The task: Pictures do not belong in your copy. Repeat all the other data exactly.

[A run of records]
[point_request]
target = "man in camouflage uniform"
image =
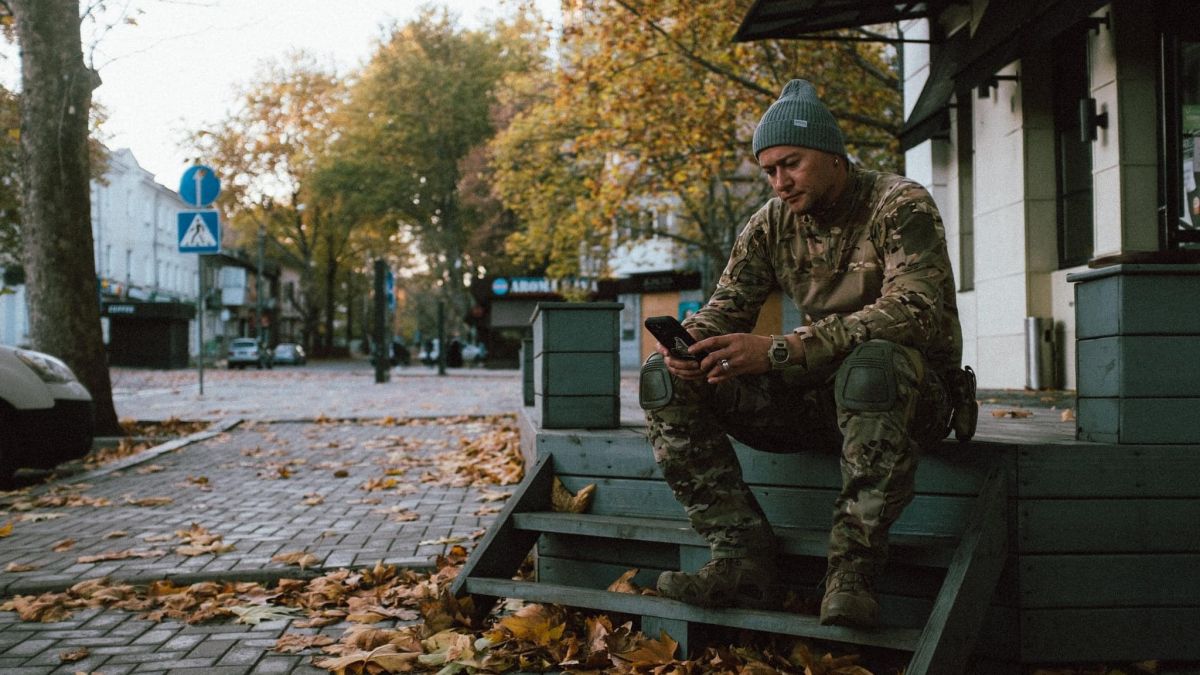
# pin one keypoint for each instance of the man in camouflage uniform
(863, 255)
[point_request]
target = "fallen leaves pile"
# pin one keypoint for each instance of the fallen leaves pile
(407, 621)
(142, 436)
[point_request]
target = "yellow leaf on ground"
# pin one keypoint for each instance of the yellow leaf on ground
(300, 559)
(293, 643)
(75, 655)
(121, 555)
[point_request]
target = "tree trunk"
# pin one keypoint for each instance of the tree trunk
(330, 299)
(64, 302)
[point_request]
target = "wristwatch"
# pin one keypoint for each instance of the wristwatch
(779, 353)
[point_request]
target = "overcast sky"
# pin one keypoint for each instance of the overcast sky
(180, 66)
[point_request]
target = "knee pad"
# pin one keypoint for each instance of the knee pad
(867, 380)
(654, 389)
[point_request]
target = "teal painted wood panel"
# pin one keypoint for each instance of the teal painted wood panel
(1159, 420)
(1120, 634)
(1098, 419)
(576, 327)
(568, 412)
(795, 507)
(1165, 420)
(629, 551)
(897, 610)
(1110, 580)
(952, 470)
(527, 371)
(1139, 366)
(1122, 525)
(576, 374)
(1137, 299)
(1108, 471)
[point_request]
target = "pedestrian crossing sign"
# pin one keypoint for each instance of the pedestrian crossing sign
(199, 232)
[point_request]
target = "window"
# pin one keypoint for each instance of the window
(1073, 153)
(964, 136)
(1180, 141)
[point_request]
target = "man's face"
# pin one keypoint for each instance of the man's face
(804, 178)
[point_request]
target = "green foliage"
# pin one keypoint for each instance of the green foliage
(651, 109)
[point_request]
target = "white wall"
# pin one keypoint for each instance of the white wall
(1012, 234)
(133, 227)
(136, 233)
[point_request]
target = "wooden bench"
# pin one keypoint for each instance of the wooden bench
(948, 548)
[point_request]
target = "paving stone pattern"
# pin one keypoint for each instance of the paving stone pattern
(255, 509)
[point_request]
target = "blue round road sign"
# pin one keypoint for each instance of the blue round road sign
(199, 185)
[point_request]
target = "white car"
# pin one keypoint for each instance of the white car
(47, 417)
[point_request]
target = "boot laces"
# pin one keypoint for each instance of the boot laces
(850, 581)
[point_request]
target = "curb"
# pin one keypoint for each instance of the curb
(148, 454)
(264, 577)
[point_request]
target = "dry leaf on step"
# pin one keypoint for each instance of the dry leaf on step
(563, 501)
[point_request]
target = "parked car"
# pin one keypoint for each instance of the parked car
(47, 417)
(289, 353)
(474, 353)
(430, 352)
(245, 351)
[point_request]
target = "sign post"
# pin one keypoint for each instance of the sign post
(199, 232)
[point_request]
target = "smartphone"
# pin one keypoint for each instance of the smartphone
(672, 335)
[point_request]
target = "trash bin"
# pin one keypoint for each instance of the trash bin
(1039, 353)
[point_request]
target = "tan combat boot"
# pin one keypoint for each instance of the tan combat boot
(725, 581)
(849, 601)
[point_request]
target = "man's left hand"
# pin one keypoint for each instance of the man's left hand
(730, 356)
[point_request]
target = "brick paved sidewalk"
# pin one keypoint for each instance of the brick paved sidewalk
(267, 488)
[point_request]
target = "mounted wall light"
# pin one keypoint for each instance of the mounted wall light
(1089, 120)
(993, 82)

Task answer:
[point_request]
target = "man in camouflage uniform"
image =
# pin one keypoint for each instance of the man in camouflage uniform
(863, 255)
[point_request]
target = "fallen leaves pile"
# pin one keypoint for each instance of the fallen leaves pile
(407, 621)
(142, 436)
[point_request]
target = "yellow leaf on ground"
# pin one keypoint for each instance of the yellow leaf on ground
(300, 559)
(293, 643)
(75, 655)
(121, 555)
[point_request]
target = "tree trunk"
# pin one keypoint for each instance of the tree trunk
(330, 299)
(64, 302)
[point_request]
target = "wristwatch"
# pin one keypoint for each instance of the wristwatch
(779, 353)
[point_request]
target = "overcast sky"
# pin one keypoint for each instance of the overcast sky
(180, 66)
[point_request]
target = "knee pad"
# pin one keypoint for each instance of the knee pad
(867, 380)
(654, 389)
[point_request]
target = "teal painted wood panel"
# pin one keypoint for each instance of the teal painted wood panel
(1159, 420)
(1120, 634)
(1098, 419)
(576, 327)
(568, 412)
(795, 507)
(1165, 420)
(629, 551)
(897, 610)
(1110, 580)
(952, 470)
(527, 371)
(1139, 366)
(1122, 525)
(576, 374)
(1137, 299)
(1108, 471)
[point_request]
target = "pedestrian crossing sign"
# pin one keypoint for each instance of the pedestrian crossing sign
(199, 232)
[point_request]
target = "window"
# pin one keypoint for each instance of the window
(1073, 153)
(964, 136)
(1180, 141)
[point_request]
target = "man's face"
# pin one keypoint for each instance of the man's face
(804, 178)
[point_request]
target = "green foliage"
# pin one keypoint for each instance of the green foliage
(651, 109)
[point_request]
target = "white wall"
# pin one keypoint for each instance of the white wall
(1012, 234)
(133, 227)
(136, 233)
[point_request]
target = "wooden bench"
# pin one keypoint for each instance of the wooden bench
(948, 548)
[point_request]
target = "paving stone pattern"
# pin one keypoint for each instance of the paving stone pattern
(255, 509)
[point_request]
target = "blue round road sign"
# pin one keypoint for each instance of the blue round road sign
(199, 185)
[point_request]
target = "white car"
# pin one keypoint for each instance of the white car
(47, 417)
[point_request]
target = "boot laces"
# pin one keypoint for each instance of the boot laces
(850, 581)
[point_request]
target = "curb"
# pin one keypoint for each instance of the curb
(148, 454)
(264, 577)
[point_request]
target = "dry leaf on step"
# pin one keypoint for each instance of the dry leaf on step
(563, 501)
[point_request]
target = "parked car"
# pin one keypoint for each instance of the parked car
(47, 417)
(289, 353)
(474, 353)
(430, 352)
(245, 351)
[point_request]
target = "sign post"
# pin one keypoint for each instance of the sign post
(199, 232)
[point_request]
target = "smartphone"
# pin one keypoint for each instance of the smartphone
(672, 335)
[point_request]
target = "trash bin"
# pin one keypoint for each instance of the trash bin
(1039, 353)
[point_request]
target = "tan combat boot"
# pin one keypoint for each instance of the tan combat boot
(725, 581)
(849, 601)
[point_request]
target = "man's left hand"
# pin one keypoint for each instance of the man's left hand
(730, 356)
[point_request]
target = "brick paved sidewalk"
# pin one keypoint for each instance of the brick paved sidewalk
(267, 488)
[point_request]
target = "mounted wall light"
# pin one keypoint for each instance of the mounted wall light
(1089, 120)
(993, 82)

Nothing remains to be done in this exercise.